WHAT IS REQUIRED = Repeat the material below. Keep every line exactly as written.

****************************************

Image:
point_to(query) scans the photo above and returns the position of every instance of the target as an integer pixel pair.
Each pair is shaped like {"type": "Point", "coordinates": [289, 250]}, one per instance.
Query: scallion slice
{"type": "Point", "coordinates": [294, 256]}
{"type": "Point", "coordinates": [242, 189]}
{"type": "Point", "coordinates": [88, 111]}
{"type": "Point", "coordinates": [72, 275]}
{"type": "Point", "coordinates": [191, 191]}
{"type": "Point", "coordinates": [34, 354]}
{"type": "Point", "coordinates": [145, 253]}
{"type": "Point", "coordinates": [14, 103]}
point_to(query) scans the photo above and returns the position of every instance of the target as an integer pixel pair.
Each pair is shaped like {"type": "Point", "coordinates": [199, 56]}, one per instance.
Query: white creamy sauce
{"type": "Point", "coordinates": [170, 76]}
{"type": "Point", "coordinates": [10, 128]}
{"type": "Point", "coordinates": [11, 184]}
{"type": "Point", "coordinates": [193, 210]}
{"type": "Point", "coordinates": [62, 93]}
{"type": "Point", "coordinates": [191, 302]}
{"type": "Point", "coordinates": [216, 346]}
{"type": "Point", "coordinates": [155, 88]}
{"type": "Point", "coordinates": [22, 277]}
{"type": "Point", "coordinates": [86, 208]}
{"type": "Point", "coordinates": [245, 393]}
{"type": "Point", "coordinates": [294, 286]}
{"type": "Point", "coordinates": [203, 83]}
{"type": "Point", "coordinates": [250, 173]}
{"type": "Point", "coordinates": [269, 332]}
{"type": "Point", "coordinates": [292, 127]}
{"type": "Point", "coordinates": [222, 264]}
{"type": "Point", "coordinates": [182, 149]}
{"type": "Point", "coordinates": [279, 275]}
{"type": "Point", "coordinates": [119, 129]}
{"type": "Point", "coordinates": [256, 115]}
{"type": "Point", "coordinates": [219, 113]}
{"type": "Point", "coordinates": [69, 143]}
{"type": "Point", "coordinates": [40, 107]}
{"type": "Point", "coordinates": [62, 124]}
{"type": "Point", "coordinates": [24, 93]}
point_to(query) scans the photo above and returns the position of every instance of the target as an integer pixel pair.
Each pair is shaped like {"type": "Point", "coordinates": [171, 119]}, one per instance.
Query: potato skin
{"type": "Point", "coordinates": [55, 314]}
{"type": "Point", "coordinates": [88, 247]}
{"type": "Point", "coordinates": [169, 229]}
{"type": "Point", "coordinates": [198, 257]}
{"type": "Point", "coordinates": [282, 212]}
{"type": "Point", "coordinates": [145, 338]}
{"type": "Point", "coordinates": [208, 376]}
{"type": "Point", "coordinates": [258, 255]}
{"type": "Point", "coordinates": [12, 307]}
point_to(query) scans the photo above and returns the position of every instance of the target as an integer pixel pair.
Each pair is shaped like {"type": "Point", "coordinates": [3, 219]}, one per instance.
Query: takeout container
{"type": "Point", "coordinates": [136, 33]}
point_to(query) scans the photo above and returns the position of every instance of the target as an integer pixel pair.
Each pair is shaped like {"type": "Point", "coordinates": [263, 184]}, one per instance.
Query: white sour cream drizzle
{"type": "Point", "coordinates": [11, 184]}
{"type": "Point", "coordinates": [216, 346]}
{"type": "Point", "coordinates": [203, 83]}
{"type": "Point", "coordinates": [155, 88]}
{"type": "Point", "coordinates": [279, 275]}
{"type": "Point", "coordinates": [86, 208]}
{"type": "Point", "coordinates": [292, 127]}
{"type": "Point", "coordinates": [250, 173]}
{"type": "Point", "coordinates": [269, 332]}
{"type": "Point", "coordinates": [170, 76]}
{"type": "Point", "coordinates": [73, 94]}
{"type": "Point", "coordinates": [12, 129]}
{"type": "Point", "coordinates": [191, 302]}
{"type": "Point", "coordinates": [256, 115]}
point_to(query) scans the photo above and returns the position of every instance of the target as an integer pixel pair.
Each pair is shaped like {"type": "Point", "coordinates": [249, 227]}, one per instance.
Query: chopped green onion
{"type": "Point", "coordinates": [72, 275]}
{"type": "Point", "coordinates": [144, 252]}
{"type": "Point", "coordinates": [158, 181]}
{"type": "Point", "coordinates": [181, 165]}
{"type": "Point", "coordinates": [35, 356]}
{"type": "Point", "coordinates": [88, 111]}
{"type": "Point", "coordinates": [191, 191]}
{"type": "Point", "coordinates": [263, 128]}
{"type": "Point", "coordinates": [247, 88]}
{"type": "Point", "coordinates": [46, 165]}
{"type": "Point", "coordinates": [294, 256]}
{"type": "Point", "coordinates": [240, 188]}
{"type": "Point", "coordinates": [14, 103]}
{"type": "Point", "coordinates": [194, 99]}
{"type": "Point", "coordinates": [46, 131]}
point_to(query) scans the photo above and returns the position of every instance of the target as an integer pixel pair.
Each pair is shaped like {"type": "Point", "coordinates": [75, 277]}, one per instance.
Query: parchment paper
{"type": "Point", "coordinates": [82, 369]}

****************************************

EXERCISE SOLUTION =
Image:
point_to(query) scans the photo above and returns the position of every instance of the target as an integer pixel pair.
Each pair is shaped like {"type": "Point", "coordinates": [289, 250]}, one per instance.
Query: scallion slice
{"type": "Point", "coordinates": [294, 256]}
{"type": "Point", "coordinates": [242, 189]}
{"type": "Point", "coordinates": [88, 111]}
{"type": "Point", "coordinates": [72, 275]}
{"type": "Point", "coordinates": [191, 191]}
{"type": "Point", "coordinates": [34, 354]}
{"type": "Point", "coordinates": [145, 253]}
{"type": "Point", "coordinates": [14, 103]}
point_to(query) scans the photo above and returns the position of every instance of the target as an integer pixel pair.
Each pair is shaped like {"type": "Point", "coordinates": [199, 56]}, one per instance.
Query: white creamy sauce
{"type": "Point", "coordinates": [170, 76]}
{"type": "Point", "coordinates": [10, 128]}
{"type": "Point", "coordinates": [11, 184]}
{"type": "Point", "coordinates": [193, 210]}
{"type": "Point", "coordinates": [62, 93]}
{"type": "Point", "coordinates": [191, 302]}
{"type": "Point", "coordinates": [216, 346]}
{"type": "Point", "coordinates": [155, 88]}
{"type": "Point", "coordinates": [22, 277]}
{"type": "Point", "coordinates": [86, 208]}
{"type": "Point", "coordinates": [245, 393]}
{"type": "Point", "coordinates": [294, 286]}
{"type": "Point", "coordinates": [203, 83]}
{"type": "Point", "coordinates": [250, 173]}
{"type": "Point", "coordinates": [269, 332]}
{"type": "Point", "coordinates": [292, 127]}
{"type": "Point", "coordinates": [222, 264]}
{"type": "Point", "coordinates": [182, 149]}
{"type": "Point", "coordinates": [279, 275]}
{"type": "Point", "coordinates": [119, 129]}
{"type": "Point", "coordinates": [256, 115]}
{"type": "Point", "coordinates": [219, 113]}
{"type": "Point", "coordinates": [69, 143]}
{"type": "Point", "coordinates": [40, 107]}
{"type": "Point", "coordinates": [62, 124]}
{"type": "Point", "coordinates": [24, 93]}
point_to(query) scans the photo above and returns the position of every instance of the target as an integer pixel pair.
Each pair is shaped like {"type": "Point", "coordinates": [171, 119]}, one per instance.
Query: potato skin
{"type": "Point", "coordinates": [55, 314]}
{"type": "Point", "coordinates": [88, 247]}
{"type": "Point", "coordinates": [169, 229]}
{"type": "Point", "coordinates": [198, 257]}
{"type": "Point", "coordinates": [282, 212]}
{"type": "Point", "coordinates": [145, 338]}
{"type": "Point", "coordinates": [208, 376]}
{"type": "Point", "coordinates": [258, 255]}
{"type": "Point", "coordinates": [12, 307]}
point_to(query) scans the photo above and returns the position of every instance of the target as an integer pixel pair.
Each pair is shaped like {"type": "Point", "coordinates": [3, 219]}, one per instance.
Query: takeout container
{"type": "Point", "coordinates": [136, 33]}
point_to(query) scans the photo above and returns the position of every instance of the target as an integer pixel pair.
Each pair is shaped like {"type": "Point", "coordinates": [263, 184]}, one per instance.
Query: white sour cream drizzle
{"type": "Point", "coordinates": [11, 184]}
{"type": "Point", "coordinates": [216, 346]}
{"type": "Point", "coordinates": [203, 83]}
{"type": "Point", "coordinates": [155, 88]}
{"type": "Point", "coordinates": [279, 275]}
{"type": "Point", "coordinates": [86, 208]}
{"type": "Point", "coordinates": [292, 127]}
{"type": "Point", "coordinates": [250, 173]}
{"type": "Point", "coordinates": [269, 332]}
{"type": "Point", "coordinates": [170, 76]}
{"type": "Point", "coordinates": [73, 94]}
{"type": "Point", "coordinates": [12, 129]}
{"type": "Point", "coordinates": [191, 302]}
{"type": "Point", "coordinates": [256, 115]}
point_to(query) scans the photo above and returns the position of every instance of the target as an integer pixel pair.
Each pair is shaped like {"type": "Point", "coordinates": [249, 227]}, one per instance.
Query: chopped green onion
{"type": "Point", "coordinates": [72, 275]}
{"type": "Point", "coordinates": [144, 252]}
{"type": "Point", "coordinates": [158, 181]}
{"type": "Point", "coordinates": [181, 165]}
{"type": "Point", "coordinates": [35, 356]}
{"type": "Point", "coordinates": [88, 111]}
{"type": "Point", "coordinates": [191, 191]}
{"type": "Point", "coordinates": [263, 128]}
{"type": "Point", "coordinates": [247, 88]}
{"type": "Point", "coordinates": [46, 165]}
{"type": "Point", "coordinates": [294, 256]}
{"type": "Point", "coordinates": [240, 188]}
{"type": "Point", "coordinates": [14, 103]}
{"type": "Point", "coordinates": [194, 99]}
{"type": "Point", "coordinates": [46, 131]}
point_to(query) scans the photo above and returns the position of every instance of the target as an integer pixel pair.
Each pair is shaped like {"type": "Point", "coordinates": [75, 277]}, one per instance.
Query: parchment paper
{"type": "Point", "coordinates": [82, 369]}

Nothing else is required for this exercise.